Image point grounding data
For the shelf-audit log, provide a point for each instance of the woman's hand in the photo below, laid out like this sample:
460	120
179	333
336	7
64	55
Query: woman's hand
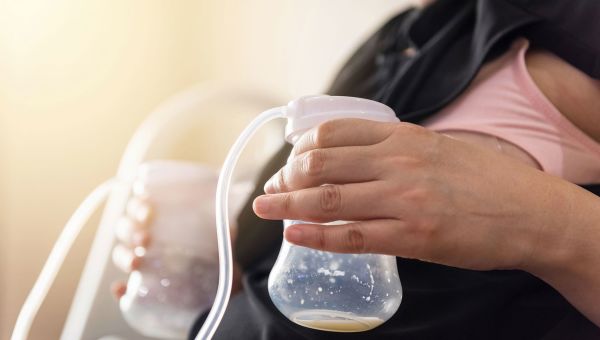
417	194
413	193
133	235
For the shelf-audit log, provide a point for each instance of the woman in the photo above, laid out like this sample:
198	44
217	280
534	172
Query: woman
488	246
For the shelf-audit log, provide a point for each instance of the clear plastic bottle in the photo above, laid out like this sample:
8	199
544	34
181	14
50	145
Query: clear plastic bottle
179	272
332	291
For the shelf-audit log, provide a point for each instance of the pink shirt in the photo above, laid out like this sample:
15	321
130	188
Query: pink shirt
505	103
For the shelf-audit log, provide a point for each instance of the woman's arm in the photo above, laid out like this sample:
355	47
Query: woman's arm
417	194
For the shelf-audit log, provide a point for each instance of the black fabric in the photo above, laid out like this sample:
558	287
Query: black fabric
452	39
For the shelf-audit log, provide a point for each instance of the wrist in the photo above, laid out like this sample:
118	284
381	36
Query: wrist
566	227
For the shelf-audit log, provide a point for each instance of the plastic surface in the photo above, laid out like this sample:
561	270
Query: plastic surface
331	291
56	258
307	112
178	277
223	237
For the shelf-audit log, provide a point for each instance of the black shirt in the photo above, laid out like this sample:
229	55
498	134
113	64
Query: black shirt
447	44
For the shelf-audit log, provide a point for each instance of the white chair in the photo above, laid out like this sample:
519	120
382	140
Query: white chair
198	125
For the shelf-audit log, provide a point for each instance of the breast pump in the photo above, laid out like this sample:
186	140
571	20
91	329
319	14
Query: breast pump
315	289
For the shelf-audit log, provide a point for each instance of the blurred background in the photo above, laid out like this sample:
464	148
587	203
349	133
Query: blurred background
78	77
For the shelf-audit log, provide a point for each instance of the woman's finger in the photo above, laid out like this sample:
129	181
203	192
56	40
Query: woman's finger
343	132
325	166
374	236
131	233
118	289
125	258
357	201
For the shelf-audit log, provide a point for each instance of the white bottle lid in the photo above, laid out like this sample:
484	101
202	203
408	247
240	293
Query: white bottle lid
182	196
307	112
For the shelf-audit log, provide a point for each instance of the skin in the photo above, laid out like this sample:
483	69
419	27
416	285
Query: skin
418	194
132	232
433	198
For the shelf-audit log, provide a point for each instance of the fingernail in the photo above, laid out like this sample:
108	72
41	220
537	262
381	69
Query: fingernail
261	204
269	186
293	235
142	213
139	238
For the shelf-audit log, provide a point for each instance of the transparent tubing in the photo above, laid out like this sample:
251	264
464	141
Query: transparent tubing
223	237
56	258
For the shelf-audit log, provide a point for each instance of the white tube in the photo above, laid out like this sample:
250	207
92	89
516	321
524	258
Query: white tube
56	258
223	238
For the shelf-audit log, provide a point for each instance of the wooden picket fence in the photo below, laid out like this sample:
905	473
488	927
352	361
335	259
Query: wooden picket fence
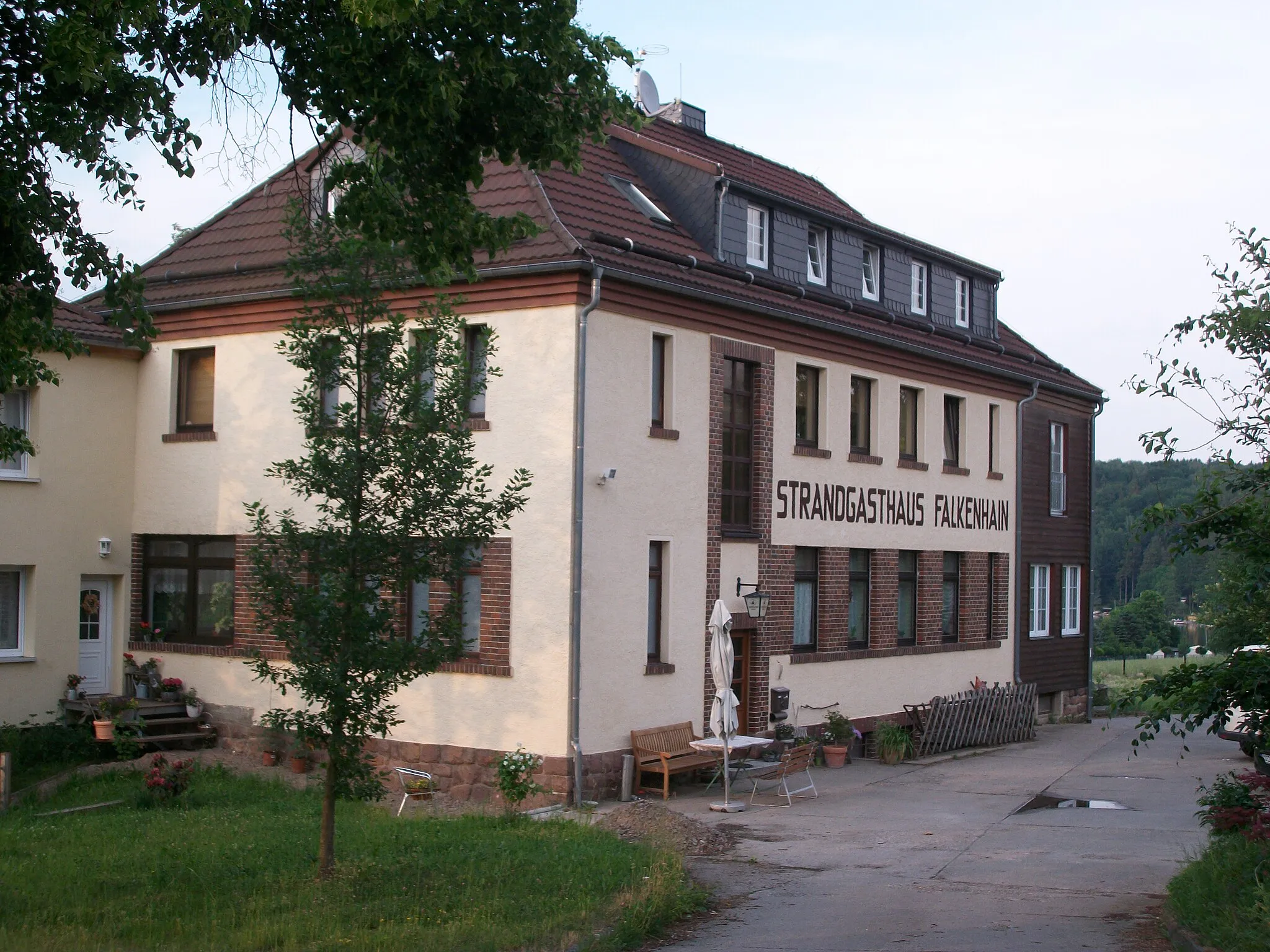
1002	714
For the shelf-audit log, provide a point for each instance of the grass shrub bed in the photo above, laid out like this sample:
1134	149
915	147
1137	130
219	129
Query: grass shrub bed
1225	895
231	867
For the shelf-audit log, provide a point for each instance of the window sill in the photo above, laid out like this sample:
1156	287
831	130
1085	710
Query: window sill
477	667
191	437
900	651
815	452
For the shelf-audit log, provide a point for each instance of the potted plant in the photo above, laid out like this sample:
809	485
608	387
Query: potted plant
837	736
893	742
169	690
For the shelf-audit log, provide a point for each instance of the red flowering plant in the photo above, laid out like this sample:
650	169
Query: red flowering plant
1237	803
168	780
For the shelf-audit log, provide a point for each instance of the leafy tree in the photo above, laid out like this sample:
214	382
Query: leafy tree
1231	509
432	89
390	470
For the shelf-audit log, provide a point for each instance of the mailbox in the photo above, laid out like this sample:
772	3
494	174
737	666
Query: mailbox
780	703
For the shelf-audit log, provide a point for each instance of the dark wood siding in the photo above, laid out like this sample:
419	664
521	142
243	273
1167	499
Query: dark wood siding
1054	663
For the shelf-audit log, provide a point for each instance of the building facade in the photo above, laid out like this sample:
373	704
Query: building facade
793	398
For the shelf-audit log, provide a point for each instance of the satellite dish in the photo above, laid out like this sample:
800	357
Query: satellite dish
646	93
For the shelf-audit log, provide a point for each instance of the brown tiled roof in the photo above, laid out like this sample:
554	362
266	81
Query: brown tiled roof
239	253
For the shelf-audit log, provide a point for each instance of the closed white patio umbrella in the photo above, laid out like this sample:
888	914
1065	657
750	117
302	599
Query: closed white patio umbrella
723	710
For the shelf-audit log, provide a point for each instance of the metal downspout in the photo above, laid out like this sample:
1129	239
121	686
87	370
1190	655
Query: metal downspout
579	441
1019	524
1089	616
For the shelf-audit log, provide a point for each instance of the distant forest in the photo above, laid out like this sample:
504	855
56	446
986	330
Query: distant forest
1127	562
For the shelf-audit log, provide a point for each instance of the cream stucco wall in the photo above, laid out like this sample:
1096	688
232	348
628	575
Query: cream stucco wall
79	489
200	488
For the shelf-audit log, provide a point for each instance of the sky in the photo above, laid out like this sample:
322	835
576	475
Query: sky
1094	152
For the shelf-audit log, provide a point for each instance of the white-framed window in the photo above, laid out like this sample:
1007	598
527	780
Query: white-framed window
12	610
920	273
962	302
817	255
16	412
1057	469
1038	602
1071	599
756	236
871	262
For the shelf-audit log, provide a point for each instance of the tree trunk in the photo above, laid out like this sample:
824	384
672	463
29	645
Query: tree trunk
327	844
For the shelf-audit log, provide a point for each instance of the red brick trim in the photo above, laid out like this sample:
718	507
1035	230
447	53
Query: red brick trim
863	654
191	437
815	452
175	648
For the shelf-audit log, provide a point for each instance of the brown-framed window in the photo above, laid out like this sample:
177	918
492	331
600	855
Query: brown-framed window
861	415
660	346
807	583
807	407
951	431
906	612
738	444
655	555
475	339
189	588
908	402
951	596
858	625
196	385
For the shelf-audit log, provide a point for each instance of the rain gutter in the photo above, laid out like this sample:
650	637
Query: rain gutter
1019	528
579	446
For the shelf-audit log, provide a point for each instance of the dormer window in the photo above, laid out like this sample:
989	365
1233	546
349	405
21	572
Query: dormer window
639	200
756	236
871	260
817	248
962	302
918	304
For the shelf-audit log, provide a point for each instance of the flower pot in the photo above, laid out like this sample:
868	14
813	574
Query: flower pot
835	756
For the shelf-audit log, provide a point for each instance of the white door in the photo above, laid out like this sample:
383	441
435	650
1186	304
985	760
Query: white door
94	635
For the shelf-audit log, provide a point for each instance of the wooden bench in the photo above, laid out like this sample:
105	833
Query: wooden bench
666	751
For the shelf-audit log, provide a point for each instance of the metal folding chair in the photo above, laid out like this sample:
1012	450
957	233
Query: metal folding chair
408	776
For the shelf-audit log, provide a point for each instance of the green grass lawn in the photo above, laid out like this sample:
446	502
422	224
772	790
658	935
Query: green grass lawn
1225	895
233	868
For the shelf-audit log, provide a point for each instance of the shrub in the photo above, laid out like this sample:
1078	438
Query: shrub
516	776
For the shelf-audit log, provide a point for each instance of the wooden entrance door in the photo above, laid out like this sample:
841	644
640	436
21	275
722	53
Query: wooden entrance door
741	678
94	635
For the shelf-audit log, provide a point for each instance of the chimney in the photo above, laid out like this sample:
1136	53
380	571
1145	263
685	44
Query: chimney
683	115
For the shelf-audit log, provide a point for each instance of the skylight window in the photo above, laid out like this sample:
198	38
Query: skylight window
639	200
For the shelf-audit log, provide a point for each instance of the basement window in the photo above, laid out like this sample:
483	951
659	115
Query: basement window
639	200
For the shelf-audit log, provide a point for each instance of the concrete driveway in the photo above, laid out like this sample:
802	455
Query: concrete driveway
934	858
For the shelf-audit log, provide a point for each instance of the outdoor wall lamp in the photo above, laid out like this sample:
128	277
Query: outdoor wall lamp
756	602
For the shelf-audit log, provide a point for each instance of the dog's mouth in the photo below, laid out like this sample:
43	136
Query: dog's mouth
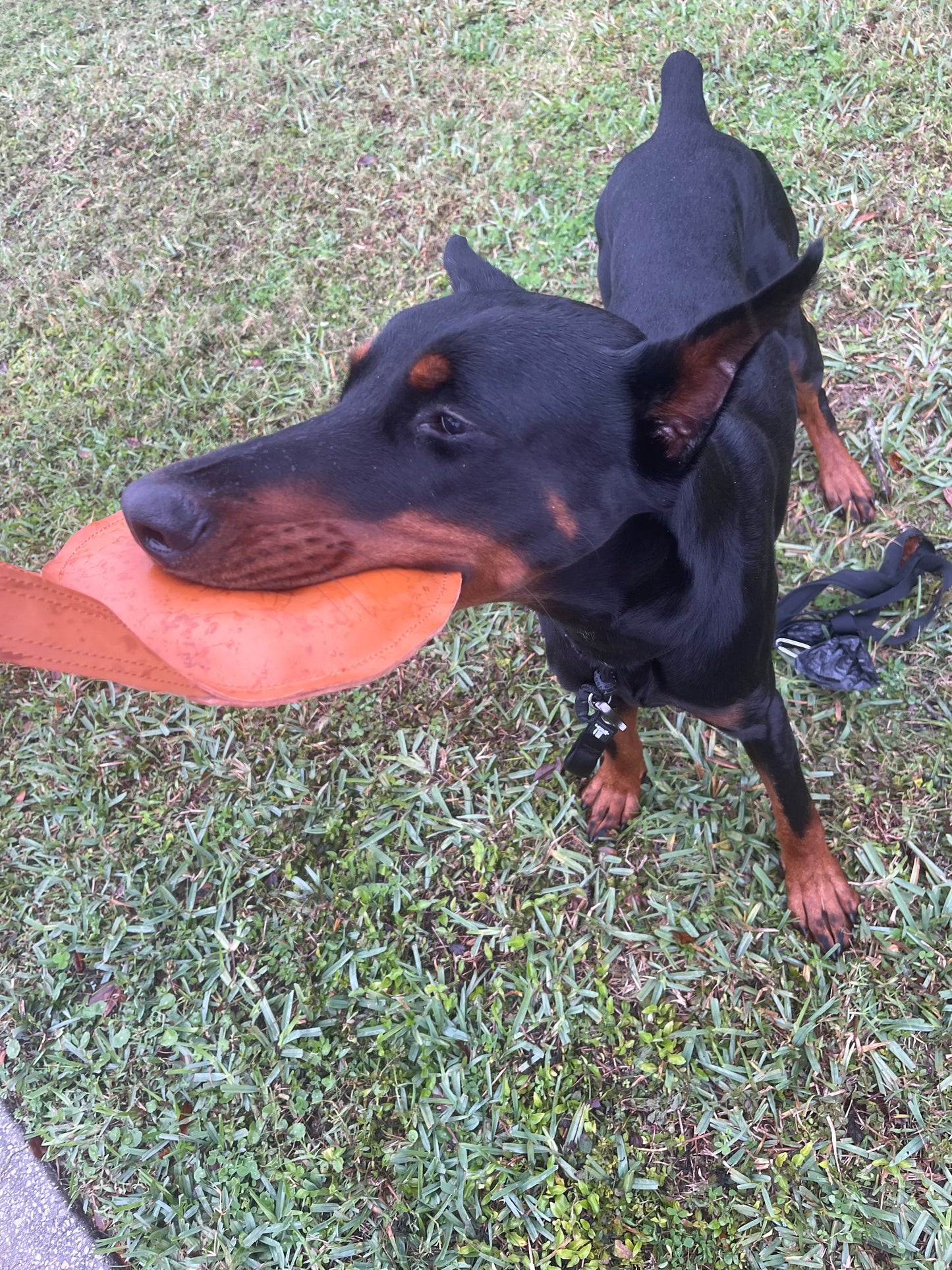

• What the task asks:
Look through the entries above. Copy each line in which the string "mouth" occurs.

• Result:
For the shelf-audit log, provide a point for each instance of the dog's mouth in the photo below, laid out like this sample:
Query: dog's mouth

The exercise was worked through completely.